> **EXERCISE BRIEF**: Every line from the one with "Q: Point to the older" through the end of the records below should be restated word for word, and nothing outside that span.

> **SUPPLIED MATERIAL**:
-- Start --

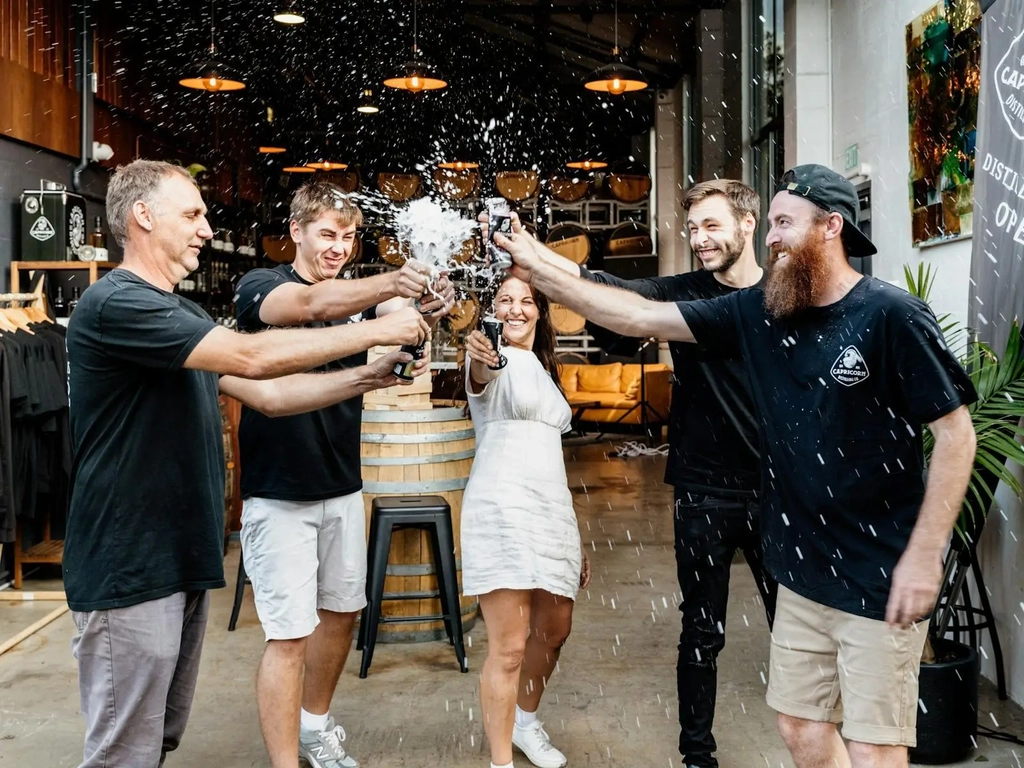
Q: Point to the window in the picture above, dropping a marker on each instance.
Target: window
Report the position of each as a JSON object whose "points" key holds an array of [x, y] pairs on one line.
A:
{"points": [[767, 121]]}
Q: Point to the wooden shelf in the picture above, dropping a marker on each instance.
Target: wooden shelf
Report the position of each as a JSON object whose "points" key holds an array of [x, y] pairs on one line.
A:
{"points": [[16, 267]]}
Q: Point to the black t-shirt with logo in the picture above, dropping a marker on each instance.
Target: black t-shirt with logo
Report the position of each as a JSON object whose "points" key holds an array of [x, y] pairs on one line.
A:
{"points": [[146, 515], [713, 430], [303, 458], [842, 393]]}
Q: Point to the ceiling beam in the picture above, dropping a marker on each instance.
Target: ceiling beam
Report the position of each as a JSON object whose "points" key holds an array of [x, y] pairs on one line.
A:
{"points": [[574, 8]]}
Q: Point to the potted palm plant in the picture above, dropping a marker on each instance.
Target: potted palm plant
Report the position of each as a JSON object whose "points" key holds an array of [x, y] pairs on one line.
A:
{"points": [[947, 717]]}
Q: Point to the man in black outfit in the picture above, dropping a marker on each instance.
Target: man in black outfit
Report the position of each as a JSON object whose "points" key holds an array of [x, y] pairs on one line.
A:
{"points": [[145, 524], [714, 457], [847, 372]]}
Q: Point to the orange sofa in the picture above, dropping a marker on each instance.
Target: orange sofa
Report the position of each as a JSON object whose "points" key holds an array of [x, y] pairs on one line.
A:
{"points": [[616, 388]]}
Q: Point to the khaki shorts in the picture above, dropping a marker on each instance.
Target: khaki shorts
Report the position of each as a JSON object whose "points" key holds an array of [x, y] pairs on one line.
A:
{"points": [[301, 556], [833, 667]]}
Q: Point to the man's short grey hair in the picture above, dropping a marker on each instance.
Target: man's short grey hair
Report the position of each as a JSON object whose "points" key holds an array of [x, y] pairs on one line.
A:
{"points": [[131, 183]]}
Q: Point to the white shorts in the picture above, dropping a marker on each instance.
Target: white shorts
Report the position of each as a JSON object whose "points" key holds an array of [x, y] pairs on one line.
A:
{"points": [[304, 556]]}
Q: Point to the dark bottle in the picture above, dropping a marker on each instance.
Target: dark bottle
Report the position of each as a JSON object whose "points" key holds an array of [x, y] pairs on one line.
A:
{"points": [[403, 371], [58, 303], [97, 239], [76, 294]]}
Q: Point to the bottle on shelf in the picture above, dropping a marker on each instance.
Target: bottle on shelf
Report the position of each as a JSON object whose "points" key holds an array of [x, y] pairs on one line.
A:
{"points": [[76, 294], [97, 239], [59, 307]]}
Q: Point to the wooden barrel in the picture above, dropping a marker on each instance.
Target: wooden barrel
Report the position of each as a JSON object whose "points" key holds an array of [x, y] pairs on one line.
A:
{"points": [[392, 251], [629, 239], [570, 241], [565, 322], [455, 183], [464, 313], [348, 180], [569, 188], [398, 186], [417, 453], [629, 187], [516, 186], [280, 248]]}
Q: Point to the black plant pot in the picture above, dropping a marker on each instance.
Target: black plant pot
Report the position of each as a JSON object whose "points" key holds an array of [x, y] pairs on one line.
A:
{"points": [[947, 712]]}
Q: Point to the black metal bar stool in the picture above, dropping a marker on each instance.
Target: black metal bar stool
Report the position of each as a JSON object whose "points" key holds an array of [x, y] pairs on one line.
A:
{"points": [[240, 591], [429, 513]]}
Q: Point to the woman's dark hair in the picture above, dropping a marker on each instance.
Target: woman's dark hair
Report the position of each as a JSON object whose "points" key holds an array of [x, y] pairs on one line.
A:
{"points": [[544, 338], [544, 345]]}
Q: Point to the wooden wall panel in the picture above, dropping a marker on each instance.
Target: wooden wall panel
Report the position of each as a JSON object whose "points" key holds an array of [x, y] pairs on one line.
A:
{"points": [[38, 111], [39, 102], [39, 35]]}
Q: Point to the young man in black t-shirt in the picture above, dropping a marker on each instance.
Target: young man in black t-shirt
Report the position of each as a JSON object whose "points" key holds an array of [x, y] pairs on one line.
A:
{"points": [[145, 522], [303, 524], [846, 372], [714, 458]]}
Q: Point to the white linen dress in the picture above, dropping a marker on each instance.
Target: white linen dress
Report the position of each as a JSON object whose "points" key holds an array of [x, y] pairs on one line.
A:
{"points": [[518, 526]]}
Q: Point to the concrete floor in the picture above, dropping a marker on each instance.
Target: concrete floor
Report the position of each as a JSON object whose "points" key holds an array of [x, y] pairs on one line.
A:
{"points": [[612, 704]]}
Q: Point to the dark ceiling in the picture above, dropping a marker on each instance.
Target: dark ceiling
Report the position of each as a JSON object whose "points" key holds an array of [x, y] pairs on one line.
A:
{"points": [[515, 70]]}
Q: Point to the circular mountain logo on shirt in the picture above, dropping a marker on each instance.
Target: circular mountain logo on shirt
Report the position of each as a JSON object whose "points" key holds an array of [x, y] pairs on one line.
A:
{"points": [[850, 368]]}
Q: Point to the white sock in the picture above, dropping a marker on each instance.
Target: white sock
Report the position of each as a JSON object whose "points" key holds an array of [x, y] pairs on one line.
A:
{"points": [[310, 722], [522, 719]]}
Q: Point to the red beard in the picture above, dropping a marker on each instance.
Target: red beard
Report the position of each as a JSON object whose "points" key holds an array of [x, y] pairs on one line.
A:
{"points": [[795, 285]]}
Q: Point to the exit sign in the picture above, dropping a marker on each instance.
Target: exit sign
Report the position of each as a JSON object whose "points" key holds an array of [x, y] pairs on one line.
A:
{"points": [[852, 157]]}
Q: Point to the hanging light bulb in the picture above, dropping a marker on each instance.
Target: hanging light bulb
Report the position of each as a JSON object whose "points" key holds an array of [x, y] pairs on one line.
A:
{"points": [[416, 75], [213, 76], [615, 78], [367, 103], [291, 14]]}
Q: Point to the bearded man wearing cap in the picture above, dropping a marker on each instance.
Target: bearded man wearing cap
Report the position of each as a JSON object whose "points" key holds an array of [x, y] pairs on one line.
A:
{"points": [[846, 372]]}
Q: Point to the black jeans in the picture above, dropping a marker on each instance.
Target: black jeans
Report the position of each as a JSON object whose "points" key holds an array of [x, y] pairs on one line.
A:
{"points": [[709, 531]]}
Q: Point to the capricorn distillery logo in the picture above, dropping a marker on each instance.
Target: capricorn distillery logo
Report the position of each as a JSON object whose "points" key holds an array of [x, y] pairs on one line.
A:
{"points": [[849, 368], [1010, 86]]}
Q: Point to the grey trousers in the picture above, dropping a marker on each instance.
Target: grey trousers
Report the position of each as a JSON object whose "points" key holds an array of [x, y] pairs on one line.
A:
{"points": [[136, 678]]}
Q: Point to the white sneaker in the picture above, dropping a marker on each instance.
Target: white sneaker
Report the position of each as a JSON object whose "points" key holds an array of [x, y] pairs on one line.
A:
{"points": [[535, 742], [324, 750]]}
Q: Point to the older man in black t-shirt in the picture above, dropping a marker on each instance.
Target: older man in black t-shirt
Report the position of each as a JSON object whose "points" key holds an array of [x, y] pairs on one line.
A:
{"points": [[145, 523], [846, 372]]}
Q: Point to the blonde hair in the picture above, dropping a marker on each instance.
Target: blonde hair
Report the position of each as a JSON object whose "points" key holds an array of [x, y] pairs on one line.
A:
{"points": [[131, 183], [742, 200], [316, 198]]}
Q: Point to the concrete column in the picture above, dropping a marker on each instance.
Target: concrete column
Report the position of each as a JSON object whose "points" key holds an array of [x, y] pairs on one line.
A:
{"points": [[673, 247], [807, 81]]}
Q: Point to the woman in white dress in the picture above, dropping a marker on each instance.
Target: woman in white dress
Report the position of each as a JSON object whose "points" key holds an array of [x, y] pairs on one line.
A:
{"points": [[521, 552]]}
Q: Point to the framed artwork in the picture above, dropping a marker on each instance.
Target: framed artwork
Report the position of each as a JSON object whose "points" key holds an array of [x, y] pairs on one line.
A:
{"points": [[943, 59]]}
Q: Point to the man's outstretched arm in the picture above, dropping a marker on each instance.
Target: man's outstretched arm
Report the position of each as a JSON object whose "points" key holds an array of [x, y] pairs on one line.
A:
{"points": [[619, 310]]}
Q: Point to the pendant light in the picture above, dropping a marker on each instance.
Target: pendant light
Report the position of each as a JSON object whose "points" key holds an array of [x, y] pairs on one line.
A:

-- End --

> **FINAL RESULT**:
Q: Point to the older man in black t-shirt in the picture above, dropping a marker on each instance.
Target: older man in black t-shirt
Report the position of each as a JSON object whose "points" key holds an array of [x, y] pairs on one line.
A:
{"points": [[145, 523], [846, 372]]}
Q: Point to the blonde hair in the picture above, dropping a marker on each instance.
Target: blonde hair
Report the position of each as a JSON object whose "points" key holds an array of [x, y] pairs on one line.
A:
{"points": [[131, 183], [742, 200], [316, 198]]}
Q: Point to the concrete column in the picture above, dropping a marker on each instance.
Target: concrete column
Report the position of each as a JSON object whose "points" key holds an array of [x, y] pairs on one line.
A:
{"points": [[673, 247], [807, 81]]}
Q: Point to the woman in white dress in the picture above, dropping a marker on each instance.
Target: woman in white dress
Report the position of each as a JSON object whose "points" key holds an array of [x, y] pairs on one line.
A:
{"points": [[521, 552]]}
Q: Point to the framed artwork in the picture above, dropping a marker on each instance.
Target: framed artwork
Report the position of each as a JSON object whose "points" key holds an array of [x, y] pairs on one line.
A:
{"points": [[943, 59]]}
Q: Point to the man's outstretched arm in the picture above, dropping a marker on each instance.
Target: man's outstretched arm
Report the position of each as a JSON object whose "points" key holds an array of [x, y] pairs on one line.
A:
{"points": [[619, 310]]}
Q: Point to the pendant light in the picture above, dropping a marker on each instance.
Target: pendant light
Report the position of each as a JSON object whose "points" key holds an array of [x, y] pairs on one line.
A:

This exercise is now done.